━━━ RECORDS SHOWN ━━━
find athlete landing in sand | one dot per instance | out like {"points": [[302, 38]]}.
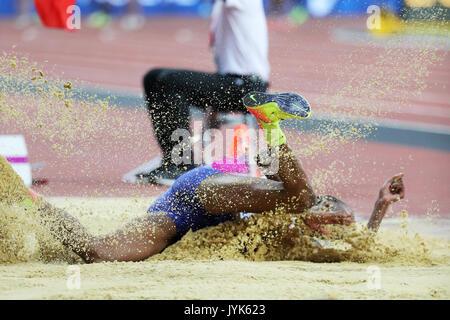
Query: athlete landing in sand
{"points": [[205, 197]]}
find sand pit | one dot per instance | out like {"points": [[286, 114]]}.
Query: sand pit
{"points": [[421, 270]]}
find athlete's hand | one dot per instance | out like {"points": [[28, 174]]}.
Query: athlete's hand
{"points": [[393, 189]]}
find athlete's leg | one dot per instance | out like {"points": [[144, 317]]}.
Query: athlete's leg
{"points": [[135, 241]]}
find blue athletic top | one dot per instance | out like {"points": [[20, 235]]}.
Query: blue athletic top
{"points": [[181, 203]]}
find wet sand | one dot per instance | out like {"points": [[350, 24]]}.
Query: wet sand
{"points": [[186, 278]]}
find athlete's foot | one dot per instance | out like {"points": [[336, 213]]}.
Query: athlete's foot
{"points": [[271, 108]]}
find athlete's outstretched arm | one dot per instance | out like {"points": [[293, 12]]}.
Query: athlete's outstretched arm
{"points": [[392, 191], [226, 193]]}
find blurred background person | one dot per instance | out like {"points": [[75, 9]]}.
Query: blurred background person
{"points": [[239, 40]]}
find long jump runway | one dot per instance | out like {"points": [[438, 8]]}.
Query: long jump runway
{"points": [[412, 114]]}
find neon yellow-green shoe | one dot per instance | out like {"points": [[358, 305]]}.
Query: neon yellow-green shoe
{"points": [[270, 109]]}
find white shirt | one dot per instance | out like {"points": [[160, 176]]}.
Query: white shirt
{"points": [[239, 37]]}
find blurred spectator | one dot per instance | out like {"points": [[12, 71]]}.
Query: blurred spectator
{"points": [[240, 44]]}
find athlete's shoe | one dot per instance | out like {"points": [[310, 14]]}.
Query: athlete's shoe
{"points": [[271, 108]]}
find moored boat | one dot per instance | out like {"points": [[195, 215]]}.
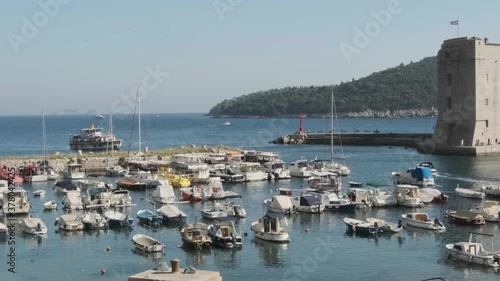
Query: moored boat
{"points": [[147, 244], [422, 220], [473, 252], [195, 235]]}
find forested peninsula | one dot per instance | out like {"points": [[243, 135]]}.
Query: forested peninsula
{"points": [[403, 91]]}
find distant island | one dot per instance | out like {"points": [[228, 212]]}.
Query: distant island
{"points": [[402, 91]]}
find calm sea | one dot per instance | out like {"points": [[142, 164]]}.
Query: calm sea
{"points": [[325, 252]]}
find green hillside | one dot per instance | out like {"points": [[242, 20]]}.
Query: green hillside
{"points": [[405, 90]]}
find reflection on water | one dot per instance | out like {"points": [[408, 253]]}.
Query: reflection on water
{"points": [[271, 254]]}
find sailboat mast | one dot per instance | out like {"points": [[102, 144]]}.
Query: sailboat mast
{"points": [[139, 120], [331, 128]]}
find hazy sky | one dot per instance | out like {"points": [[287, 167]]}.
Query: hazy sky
{"points": [[189, 55]]}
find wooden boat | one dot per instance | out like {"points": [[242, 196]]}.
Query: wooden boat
{"points": [[468, 193], [171, 213], [224, 233], [422, 220], [473, 252], [50, 205], [149, 217], [33, 226], [39, 193], [271, 227], [362, 227], [69, 222], [147, 244], [386, 226], [462, 216], [118, 219], [195, 235], [94, 221]]}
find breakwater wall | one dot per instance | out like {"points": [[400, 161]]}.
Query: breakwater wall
{"points": [[376, 139]]}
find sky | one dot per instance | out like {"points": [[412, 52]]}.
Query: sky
{"points": [[186, 56]]}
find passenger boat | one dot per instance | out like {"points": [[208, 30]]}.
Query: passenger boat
{"points": [[468, 193], [50, 205], [117, 219], [18, 198], [408, 196], [416, 176], [490, 210], [33, 226], [462, 216], [65, 186], [94, 139], [386, 226], [473, 252], [94, 220], [70, 222], [149, 217], [362, 227], [147, 244], [493, 190], [73, 171], [224, 233], [195, 235], [422, 220], [171, 213], [271, 227]]}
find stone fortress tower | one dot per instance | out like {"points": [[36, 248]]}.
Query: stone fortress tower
{"points": [[469, 100]]}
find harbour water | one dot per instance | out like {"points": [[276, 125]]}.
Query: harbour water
{"points": [[325, 251]]}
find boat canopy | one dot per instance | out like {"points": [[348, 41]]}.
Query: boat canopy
{"points": [[68, 185], [421, 173], [310, 200]]}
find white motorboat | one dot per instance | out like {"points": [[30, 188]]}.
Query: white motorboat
{"points": [[73, 201], [70, 222], [493, 190], [33, 226], [308, 203], [417, 176], [50, 205], [39, 193], [468, 193], [224, 233], [280, 204], [147, 244], [94, 221], [65, 186], [422, 220], [271, 227], [300, 169], [490, 210], [171, 213], [117, 219], [73, 171], [362, 227], [408, 196], [386, 226], [163, 193], [473, 252]]}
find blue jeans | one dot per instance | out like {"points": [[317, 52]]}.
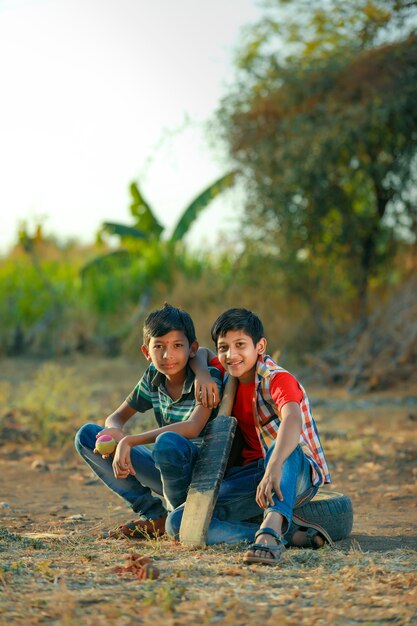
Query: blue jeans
{"points": [[231, 527], [165, 470]]}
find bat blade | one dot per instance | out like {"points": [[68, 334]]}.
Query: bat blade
{"points": [[208, 472]]}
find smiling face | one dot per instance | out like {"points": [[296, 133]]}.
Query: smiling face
{"points": [[170, 354], [238, 354]]}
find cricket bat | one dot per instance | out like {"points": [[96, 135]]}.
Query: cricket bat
{"points": [[209, 471]]}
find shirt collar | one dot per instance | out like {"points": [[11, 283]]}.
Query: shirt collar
{"points": [[262, 368]]}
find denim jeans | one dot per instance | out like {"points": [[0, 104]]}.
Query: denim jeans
{"points": [[230, 523], [165, 470]]}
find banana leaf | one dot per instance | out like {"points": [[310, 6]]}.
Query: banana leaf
{"points": [[199, 203], [116, 258], [122, 230], [145, 219]]}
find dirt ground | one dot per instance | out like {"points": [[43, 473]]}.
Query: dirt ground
{"points": [[56, 569]]}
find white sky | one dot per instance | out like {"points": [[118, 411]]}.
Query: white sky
{"points": [[95, 93]]}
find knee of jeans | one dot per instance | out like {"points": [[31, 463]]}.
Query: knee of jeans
{"points": [[86, 436], [169, 447], [173, 523]]}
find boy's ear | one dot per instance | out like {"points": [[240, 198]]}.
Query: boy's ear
{"points": [[261, 346], [193, 349], [145, 352]]}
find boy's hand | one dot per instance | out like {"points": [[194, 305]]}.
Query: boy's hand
{"points": [[122, 465], [117, 435], [206, 391], [269, 484]]}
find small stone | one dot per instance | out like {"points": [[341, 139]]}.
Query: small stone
{"points": [[40, 465]]}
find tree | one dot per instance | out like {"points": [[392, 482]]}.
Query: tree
{"points": [[325, 130]]}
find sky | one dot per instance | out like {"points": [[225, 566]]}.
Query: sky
{"points": [[97, 93]]}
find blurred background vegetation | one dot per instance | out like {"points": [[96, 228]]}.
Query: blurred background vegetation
{"points": [[321, 130]]}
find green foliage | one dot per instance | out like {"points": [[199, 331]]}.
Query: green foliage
{"points": [[327, 138], [51, 401], [199, 203]]}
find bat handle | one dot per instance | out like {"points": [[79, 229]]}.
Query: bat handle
{"points": [[228, 397]]}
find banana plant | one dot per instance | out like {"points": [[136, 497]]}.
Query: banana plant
{"points": [[146, 231]]}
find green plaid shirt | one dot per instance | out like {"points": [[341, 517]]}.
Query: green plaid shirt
{"points": [[151, 393]]}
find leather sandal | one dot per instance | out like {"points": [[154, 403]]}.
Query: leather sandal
{"points": [[274, 551]]}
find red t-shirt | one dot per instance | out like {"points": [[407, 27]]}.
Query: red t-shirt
{"points": [[284, 388]]}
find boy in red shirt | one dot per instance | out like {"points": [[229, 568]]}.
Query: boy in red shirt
{"points": [[282, 461]]}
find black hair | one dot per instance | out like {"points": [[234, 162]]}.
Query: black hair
{"points": [[162, 321], [238, 319]]}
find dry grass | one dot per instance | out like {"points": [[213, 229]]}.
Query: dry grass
{"points": [[55, 568], [69, 579]]}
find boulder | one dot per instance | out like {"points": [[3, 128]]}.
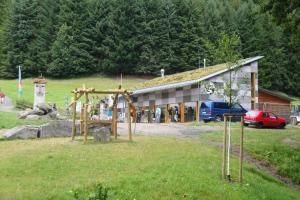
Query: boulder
{"points": [[44, 107], [33, 117], [101, 134], [27, 112], [23, 132]]}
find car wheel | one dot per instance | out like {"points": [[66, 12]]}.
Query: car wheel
{"points": [[219, 118], [260, 125], [282, 125]]}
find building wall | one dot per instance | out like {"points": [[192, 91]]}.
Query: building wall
{"points": [[265, 97], [241, 87], [277, 105]]}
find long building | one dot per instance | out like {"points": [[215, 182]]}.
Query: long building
{"points": [[185, 91]]}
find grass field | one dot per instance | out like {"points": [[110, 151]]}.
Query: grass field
{"points": [[57, 90], [279, 147], [147, 168]]}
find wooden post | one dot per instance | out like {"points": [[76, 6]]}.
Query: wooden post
{"points": [[241, 150], [74, 117], [81, 120], [182, 112], [85, 131], [129, 122], [114, 121], [224, 148], [197, 111], [167, 120]]}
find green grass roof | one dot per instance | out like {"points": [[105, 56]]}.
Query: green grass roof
{"points": [[187, 76], [181, 77]]}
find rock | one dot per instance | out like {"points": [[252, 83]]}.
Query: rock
{"points": [[24, 114], [101, 134], [33, 117], [23, 132], [27, 112], [44, 107], [38, 112]]}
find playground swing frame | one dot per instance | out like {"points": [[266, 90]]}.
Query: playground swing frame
{"points": [[84, 122]]}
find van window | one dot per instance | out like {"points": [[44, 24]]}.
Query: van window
{"points": [[203, 105], [236, 106], [221, 105], [265, 115]]}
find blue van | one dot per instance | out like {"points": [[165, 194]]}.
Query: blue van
{"points": [[213, 111]]}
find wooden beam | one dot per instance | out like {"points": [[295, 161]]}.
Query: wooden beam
{"points": [[114, 121], [99, 121], [182, 112], [81, 120], [167, 120], [74, 119], [101, 91], [241, 151], [85, 123], [224, 148], [197, 111], [129, 123]]}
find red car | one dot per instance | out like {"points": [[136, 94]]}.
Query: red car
{"points": [[263, 119]]}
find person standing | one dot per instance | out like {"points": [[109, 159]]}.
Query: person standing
{"points": [[157, 115]]}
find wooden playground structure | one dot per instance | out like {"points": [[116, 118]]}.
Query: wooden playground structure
{"points": [[84, 112], [227, 146]]}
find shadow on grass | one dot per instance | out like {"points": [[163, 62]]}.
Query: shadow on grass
{"points": [[91, 141], [261, 174]]}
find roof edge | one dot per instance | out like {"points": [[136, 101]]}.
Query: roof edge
{"points": [[274, 93], [190, 82]]}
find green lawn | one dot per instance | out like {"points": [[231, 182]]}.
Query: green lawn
{"points": [[10, 120], [147, 168], [279, 147], [58, 89]]}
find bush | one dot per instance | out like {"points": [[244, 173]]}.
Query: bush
{"points": [[97, 192], [22, 104]]}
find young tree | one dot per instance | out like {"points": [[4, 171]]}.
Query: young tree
{"points": [[226, 51], [70, 51]]}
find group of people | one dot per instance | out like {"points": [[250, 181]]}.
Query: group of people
{"points": [[158, 115], [2, 97]]}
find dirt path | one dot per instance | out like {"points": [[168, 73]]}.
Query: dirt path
{"points": [[172, 130], [261, 165], [7, 106]]}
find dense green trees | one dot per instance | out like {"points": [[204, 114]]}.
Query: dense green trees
{"points": [[65, 38]]}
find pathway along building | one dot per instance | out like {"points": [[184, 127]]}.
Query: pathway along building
{"points": [[182, 93]]}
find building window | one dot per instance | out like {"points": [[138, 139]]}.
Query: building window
{"points": [[134, 99]]}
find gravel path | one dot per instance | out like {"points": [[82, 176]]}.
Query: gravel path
{"points": [[173, 129], [7, 106]]}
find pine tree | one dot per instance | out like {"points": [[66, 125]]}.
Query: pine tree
{"points": [[72, 41], [4, 10]]}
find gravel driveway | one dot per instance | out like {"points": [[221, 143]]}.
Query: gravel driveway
{"points": [[173, 129]]}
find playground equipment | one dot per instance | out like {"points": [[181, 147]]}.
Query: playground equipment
{"points": [[227, 146], [85, 109]]}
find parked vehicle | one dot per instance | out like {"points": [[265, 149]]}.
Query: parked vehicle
{"points": [[262, 119], [214, 111], [295, 118]]}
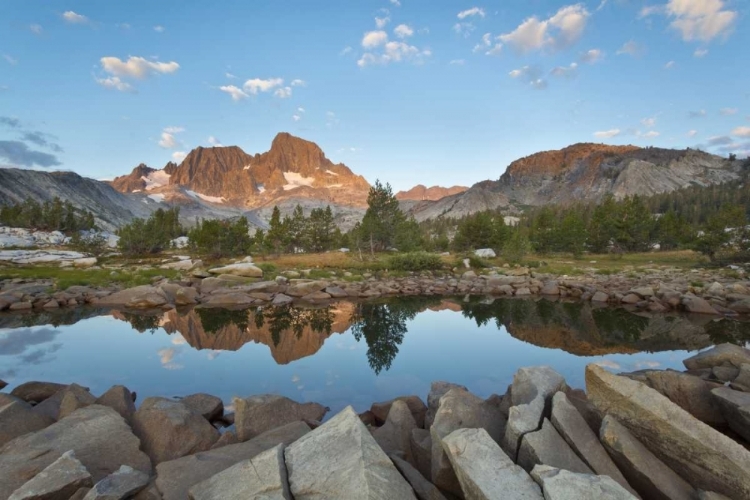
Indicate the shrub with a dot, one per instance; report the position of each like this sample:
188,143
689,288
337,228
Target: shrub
416,261
152,235
221,238
92,243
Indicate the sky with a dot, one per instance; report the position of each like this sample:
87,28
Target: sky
406,91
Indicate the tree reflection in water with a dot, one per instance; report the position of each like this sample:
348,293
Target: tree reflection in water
383,326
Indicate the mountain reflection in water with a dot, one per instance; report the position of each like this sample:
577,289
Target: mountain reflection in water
346,352
293,333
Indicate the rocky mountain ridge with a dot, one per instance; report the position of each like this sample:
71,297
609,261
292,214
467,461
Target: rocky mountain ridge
584,172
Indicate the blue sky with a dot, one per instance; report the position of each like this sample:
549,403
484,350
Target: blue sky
408,91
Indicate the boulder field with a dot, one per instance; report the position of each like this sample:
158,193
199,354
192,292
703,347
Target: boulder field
245,284
655,435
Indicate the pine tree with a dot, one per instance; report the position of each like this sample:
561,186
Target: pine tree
382,219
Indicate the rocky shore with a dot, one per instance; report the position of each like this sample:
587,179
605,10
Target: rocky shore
243,284
648,434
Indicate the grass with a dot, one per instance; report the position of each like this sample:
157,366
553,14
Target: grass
64,278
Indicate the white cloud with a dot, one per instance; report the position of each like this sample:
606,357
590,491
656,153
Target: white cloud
631,48
259,85
236,93
648,135
168,139
565,71
380,22
650,10
464,29
136,67
403,31
115,83
74,18
592,56
607,134
530,75
474,11
394,52
374,39
486,45
700,52
559,31
701,19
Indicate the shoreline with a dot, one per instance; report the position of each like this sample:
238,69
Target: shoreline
541,427
242,284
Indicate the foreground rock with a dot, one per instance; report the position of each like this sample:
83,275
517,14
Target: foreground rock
61,479
415,404
17,419
484,470
99,437
648,475
208,406
531,395
565,485
576,432
437,391
258,414
140,297
122,484
169,429
701,455
245,269
340,459
546,447
460,409
36,392
424,489
736,407
120,399
176,477
395,434
263,476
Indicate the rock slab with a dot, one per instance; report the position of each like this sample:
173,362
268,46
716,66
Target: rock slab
58,481
263,476
701,455
484,470
258,414
340,459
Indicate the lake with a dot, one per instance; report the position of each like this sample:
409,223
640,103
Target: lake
345,353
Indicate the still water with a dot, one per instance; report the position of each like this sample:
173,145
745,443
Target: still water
345,353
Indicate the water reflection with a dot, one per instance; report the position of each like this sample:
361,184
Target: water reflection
293,333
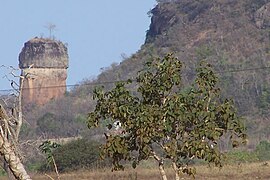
━━━
> **AIM OF THE TASK**
Beginning with the line above that contains "Query: long building", copy each line exactly up to and including the line that contains "find wooden post", and go no further.

> **SOLUTION**
Query: long building
{"points": [[185, 91]]}
find grass field | one dot per instance | out like {"points": [[110, 151]]}.
Query: grass field
{"points": [[57, 90], [279, 147], [147, 168]]}
find wooden post | one dot per instance | out like {"points": [[76, 6]]}.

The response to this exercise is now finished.